Aim →
Count how many lines in the rows below contain the string "motorcycle", matching case exactly, and give only that number.

────────────────

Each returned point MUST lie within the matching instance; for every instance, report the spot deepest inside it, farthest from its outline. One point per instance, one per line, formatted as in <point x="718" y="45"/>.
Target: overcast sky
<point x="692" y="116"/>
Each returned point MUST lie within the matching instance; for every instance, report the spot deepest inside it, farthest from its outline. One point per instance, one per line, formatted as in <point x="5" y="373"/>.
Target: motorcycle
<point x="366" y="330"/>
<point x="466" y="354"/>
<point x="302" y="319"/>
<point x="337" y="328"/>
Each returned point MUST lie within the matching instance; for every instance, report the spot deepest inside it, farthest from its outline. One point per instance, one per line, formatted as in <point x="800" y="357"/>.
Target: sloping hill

────────────────

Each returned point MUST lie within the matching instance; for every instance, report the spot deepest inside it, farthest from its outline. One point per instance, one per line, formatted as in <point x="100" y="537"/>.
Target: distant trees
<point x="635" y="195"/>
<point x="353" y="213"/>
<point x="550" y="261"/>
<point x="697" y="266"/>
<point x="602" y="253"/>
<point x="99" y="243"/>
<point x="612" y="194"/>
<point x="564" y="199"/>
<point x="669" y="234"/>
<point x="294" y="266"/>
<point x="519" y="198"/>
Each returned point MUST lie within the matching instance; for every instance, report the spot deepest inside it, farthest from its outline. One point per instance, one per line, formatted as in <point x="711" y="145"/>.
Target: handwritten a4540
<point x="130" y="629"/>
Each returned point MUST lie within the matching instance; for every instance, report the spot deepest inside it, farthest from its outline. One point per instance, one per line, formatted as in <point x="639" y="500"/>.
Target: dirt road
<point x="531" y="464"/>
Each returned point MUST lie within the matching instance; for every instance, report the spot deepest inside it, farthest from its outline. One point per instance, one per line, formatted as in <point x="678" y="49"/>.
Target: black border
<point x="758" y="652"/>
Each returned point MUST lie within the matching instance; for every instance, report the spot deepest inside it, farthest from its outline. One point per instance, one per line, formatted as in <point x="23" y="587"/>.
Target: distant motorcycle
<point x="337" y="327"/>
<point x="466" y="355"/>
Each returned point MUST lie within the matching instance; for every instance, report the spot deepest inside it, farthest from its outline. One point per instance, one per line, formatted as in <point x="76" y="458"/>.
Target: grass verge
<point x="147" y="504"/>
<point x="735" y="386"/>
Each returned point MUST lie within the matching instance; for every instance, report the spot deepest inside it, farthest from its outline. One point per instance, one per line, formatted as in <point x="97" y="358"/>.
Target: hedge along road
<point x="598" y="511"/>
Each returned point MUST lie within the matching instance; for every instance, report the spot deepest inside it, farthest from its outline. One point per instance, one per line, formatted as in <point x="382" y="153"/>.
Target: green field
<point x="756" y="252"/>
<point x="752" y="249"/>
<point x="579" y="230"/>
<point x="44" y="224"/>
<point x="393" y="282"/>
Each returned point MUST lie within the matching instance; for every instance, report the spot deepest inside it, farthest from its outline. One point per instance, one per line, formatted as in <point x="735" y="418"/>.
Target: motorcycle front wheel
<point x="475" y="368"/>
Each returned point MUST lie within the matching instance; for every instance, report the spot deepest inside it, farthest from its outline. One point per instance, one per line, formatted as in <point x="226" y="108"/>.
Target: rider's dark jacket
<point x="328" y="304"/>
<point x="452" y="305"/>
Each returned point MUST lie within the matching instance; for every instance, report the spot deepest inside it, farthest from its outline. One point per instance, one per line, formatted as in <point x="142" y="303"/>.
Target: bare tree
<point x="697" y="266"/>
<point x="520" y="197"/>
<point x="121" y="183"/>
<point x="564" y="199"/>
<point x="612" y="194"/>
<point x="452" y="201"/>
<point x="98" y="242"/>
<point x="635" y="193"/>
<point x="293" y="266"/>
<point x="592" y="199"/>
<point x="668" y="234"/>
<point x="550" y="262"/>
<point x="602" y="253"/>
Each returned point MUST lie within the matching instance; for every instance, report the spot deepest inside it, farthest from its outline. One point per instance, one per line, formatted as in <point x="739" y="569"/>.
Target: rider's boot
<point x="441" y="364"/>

────────────────

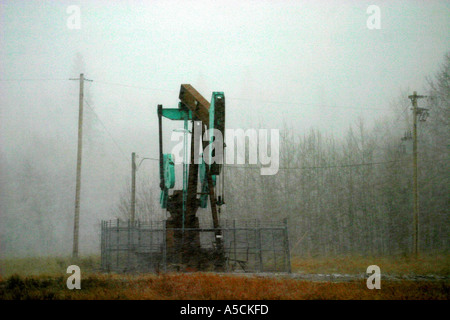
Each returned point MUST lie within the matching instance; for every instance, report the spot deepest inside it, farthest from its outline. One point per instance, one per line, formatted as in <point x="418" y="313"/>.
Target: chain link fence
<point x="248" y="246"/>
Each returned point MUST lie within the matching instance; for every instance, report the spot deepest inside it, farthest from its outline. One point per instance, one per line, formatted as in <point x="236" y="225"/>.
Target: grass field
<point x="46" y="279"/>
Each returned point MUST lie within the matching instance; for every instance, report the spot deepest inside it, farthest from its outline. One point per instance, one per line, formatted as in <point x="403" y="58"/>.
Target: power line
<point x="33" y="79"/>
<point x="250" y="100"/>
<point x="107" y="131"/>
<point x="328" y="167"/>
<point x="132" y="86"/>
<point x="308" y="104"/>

────────────────

Output →
3